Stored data
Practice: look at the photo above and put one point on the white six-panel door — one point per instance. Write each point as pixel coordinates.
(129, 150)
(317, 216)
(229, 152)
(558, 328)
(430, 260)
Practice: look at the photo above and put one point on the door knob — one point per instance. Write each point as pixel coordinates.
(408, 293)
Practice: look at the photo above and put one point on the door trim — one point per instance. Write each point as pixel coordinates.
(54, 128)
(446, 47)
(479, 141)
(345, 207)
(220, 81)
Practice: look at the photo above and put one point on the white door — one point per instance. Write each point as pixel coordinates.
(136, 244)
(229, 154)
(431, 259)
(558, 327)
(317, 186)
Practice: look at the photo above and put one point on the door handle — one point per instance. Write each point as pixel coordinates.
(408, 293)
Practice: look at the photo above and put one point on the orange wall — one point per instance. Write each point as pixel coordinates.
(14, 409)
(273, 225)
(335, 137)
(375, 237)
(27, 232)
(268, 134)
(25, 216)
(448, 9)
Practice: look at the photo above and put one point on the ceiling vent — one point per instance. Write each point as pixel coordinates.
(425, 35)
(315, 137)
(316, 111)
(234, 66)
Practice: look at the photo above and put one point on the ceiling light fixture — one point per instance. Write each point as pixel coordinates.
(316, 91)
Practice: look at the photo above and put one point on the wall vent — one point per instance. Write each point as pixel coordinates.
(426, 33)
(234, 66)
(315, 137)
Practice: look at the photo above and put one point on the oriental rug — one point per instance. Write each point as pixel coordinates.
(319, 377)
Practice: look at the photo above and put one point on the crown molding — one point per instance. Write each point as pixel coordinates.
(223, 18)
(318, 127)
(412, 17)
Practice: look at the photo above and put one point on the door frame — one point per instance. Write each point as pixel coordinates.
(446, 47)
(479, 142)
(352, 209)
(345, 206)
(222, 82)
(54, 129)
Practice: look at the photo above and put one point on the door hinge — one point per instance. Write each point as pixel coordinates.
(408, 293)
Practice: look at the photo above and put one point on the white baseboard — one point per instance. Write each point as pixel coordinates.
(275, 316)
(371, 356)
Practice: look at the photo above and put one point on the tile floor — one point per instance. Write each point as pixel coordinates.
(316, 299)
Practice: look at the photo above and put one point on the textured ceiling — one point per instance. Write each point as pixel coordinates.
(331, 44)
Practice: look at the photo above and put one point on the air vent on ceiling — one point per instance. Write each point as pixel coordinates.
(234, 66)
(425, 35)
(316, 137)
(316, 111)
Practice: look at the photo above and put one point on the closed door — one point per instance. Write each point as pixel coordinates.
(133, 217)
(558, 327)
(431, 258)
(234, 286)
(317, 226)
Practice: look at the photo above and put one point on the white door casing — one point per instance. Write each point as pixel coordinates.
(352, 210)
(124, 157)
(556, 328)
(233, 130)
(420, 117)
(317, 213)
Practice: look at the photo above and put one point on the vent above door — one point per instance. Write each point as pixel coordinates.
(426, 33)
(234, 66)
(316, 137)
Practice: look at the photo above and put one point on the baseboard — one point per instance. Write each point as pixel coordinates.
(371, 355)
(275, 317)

◆ **Exercise details**: Repeat only the lines from the one holding "on the baseboard" through the last line of the data.

◆ **Answer space**:
Practice: look at the photo above and put one point on the baseboard — one point per instance. Write each point as pixel coordinates.
(371, 355)
(275, 317)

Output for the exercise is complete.